WHAT TO DO »
Copy the material word for word, beginning with its first line and ending after the line that contains "positive clicks: (194, 75)".
▼
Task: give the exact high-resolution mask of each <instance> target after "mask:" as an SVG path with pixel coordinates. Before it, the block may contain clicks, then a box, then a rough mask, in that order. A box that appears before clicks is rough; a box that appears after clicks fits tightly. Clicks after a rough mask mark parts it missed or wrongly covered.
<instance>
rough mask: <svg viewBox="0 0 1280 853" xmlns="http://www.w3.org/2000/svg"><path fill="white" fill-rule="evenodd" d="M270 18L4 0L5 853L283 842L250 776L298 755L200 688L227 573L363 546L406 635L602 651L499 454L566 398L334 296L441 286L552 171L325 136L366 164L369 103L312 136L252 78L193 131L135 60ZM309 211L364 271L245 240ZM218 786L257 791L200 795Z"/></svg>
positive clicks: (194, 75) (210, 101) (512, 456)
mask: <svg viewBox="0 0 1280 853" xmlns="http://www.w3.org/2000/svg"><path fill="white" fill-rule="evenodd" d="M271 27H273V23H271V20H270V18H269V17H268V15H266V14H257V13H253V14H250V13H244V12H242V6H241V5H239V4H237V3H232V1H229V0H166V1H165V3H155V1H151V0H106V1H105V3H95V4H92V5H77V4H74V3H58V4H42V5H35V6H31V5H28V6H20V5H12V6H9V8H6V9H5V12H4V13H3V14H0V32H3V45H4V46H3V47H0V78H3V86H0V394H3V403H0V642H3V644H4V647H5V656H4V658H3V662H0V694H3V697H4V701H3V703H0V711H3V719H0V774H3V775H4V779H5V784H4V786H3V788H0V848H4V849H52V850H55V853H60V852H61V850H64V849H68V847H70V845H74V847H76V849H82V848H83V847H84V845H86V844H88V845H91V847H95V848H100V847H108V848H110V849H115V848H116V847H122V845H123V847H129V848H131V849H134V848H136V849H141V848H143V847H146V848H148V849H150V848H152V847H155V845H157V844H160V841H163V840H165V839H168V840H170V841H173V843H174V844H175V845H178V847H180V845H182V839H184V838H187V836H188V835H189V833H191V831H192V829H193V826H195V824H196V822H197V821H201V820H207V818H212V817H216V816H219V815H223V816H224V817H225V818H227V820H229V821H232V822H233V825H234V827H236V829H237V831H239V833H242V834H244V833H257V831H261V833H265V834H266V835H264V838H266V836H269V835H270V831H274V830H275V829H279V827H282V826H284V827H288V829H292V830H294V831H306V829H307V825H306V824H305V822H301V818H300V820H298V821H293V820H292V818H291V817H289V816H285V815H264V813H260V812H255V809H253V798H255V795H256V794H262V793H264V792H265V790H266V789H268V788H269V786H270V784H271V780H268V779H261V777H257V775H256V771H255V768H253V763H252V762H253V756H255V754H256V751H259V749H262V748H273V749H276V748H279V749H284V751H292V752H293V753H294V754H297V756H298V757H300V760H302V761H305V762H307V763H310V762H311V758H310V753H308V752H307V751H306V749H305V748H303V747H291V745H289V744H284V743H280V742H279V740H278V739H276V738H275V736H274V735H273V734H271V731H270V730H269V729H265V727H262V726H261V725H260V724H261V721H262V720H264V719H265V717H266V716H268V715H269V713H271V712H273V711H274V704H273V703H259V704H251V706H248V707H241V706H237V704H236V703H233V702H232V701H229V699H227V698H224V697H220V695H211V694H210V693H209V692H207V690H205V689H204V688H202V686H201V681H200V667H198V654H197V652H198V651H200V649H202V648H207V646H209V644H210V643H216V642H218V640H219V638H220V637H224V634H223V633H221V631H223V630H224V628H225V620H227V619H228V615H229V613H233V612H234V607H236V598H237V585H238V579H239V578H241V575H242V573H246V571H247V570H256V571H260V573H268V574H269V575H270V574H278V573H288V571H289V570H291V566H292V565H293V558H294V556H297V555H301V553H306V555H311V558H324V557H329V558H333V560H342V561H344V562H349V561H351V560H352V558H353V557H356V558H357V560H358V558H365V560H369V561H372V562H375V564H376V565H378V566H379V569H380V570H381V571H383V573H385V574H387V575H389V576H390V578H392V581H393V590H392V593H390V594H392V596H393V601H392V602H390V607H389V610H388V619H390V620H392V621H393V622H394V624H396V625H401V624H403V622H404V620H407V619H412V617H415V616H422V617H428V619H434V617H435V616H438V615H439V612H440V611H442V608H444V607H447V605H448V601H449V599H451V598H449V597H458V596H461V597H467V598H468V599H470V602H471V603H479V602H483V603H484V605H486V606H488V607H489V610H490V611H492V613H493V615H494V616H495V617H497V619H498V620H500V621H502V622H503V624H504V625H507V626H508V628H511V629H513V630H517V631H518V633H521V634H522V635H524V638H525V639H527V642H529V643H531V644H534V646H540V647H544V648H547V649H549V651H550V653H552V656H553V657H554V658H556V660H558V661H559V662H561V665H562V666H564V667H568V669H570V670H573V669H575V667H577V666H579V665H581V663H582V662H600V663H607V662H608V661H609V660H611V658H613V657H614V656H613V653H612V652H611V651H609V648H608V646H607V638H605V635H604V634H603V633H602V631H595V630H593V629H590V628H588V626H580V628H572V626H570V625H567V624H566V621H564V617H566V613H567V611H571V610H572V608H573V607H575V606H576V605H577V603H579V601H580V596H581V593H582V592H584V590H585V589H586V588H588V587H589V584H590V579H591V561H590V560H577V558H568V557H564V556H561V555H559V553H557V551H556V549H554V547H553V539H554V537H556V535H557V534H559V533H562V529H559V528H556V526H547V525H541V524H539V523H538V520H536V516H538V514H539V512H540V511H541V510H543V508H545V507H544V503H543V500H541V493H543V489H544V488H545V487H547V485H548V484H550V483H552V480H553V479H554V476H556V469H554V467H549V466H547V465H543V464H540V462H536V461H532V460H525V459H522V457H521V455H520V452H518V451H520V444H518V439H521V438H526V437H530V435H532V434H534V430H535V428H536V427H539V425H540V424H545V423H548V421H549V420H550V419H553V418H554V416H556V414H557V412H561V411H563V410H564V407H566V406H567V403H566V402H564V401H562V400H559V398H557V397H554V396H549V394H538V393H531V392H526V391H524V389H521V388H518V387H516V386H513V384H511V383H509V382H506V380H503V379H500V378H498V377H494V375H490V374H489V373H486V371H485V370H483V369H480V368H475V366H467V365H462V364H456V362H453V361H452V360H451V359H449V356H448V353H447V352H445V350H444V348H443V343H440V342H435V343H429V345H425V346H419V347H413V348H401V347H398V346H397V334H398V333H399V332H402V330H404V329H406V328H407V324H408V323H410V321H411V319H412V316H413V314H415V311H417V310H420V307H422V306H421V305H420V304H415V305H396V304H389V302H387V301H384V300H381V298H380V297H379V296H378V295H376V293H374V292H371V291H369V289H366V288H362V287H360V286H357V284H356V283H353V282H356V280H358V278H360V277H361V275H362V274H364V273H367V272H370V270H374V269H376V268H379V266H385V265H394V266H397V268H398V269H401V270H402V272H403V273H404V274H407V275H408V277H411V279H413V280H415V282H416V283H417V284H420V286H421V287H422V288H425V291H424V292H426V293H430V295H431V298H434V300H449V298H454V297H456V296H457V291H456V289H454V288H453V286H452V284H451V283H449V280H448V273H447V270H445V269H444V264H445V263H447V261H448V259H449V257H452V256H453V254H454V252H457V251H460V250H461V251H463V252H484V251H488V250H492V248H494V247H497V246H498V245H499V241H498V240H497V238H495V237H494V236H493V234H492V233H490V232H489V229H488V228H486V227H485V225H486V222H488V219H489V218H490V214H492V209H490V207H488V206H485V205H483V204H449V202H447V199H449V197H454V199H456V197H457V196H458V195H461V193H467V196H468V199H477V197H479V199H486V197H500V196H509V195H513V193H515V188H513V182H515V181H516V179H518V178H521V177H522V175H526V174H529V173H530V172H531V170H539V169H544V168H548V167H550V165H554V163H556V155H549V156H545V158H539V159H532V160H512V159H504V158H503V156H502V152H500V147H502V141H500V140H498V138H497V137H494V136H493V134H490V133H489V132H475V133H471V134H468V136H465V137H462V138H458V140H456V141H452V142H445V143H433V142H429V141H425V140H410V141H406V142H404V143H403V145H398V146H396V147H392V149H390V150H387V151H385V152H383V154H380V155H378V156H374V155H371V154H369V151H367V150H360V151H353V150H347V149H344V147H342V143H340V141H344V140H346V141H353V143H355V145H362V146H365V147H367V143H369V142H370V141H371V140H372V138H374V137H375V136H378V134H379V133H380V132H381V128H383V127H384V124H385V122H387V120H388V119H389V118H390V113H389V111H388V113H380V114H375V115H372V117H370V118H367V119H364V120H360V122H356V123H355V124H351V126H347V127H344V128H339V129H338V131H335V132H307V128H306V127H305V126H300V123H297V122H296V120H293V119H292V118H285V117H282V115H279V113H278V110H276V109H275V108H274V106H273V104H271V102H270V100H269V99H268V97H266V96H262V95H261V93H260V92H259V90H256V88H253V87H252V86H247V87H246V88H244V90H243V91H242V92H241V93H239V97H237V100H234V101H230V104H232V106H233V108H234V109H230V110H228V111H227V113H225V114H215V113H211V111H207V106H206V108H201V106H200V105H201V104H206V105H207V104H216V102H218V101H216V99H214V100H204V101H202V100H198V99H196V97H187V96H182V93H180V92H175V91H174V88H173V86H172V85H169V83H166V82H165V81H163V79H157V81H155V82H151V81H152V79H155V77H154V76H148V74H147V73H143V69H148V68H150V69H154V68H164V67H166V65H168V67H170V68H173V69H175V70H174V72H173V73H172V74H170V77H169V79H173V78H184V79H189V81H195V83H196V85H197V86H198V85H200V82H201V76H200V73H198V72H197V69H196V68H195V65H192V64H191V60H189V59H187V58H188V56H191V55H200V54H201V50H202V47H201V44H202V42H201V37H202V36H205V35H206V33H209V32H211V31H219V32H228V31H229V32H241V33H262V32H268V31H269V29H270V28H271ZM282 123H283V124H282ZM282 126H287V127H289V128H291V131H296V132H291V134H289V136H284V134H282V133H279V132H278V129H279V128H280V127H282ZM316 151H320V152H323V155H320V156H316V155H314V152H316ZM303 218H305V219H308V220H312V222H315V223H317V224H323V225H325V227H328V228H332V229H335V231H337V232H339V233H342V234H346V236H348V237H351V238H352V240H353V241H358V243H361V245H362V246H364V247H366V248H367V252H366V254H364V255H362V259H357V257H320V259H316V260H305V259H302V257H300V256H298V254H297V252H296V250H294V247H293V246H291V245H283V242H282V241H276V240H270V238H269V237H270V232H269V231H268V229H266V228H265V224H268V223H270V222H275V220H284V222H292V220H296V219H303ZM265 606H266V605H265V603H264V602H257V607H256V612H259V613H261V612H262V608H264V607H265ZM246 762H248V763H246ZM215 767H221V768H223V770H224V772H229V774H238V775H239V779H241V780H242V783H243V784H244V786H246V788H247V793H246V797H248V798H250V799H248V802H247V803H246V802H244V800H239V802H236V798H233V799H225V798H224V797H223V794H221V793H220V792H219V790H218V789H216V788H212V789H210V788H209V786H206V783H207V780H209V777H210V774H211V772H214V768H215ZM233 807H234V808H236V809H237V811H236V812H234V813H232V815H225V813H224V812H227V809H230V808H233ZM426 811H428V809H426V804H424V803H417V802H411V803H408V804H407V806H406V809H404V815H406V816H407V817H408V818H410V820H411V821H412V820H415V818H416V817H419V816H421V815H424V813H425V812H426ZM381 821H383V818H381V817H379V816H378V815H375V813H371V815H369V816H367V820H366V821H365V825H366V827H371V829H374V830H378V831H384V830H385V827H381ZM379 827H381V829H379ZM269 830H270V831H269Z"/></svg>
▲
ANSWER SPACE »
Task: give the exact high-resolution mask of each <instance> target after "mask:" as an SVG path with pixel coordinates. Before it, the block may contain clicks, then a box, then a rough mask, in that order. A box that appears before clicks is rough; a box that appears after clicks fits tightly. Clicks after a rough mask mark parts it missed or wrongly covered.
<instance>
rough mask: <svg viewBox="0 0 1280 853" xmlns="http://www.w3.org/2000/svg"><path fill="white" fill-rule="evenodd" d="M270 18L4 0L5 853L283 842L250 776L298 755L200 688L227 573L363 546L406 635L602 651L499 454L566 398L334 296L441 286L552 171L325 136L366 164L369 103L312 136L252 78L193 131L135 60ZM309 211L364 271L245 240ZM218 786L257 791L200 795Z"/></svg>
positive clicks: (194, 75) (210, 101) (512, 456)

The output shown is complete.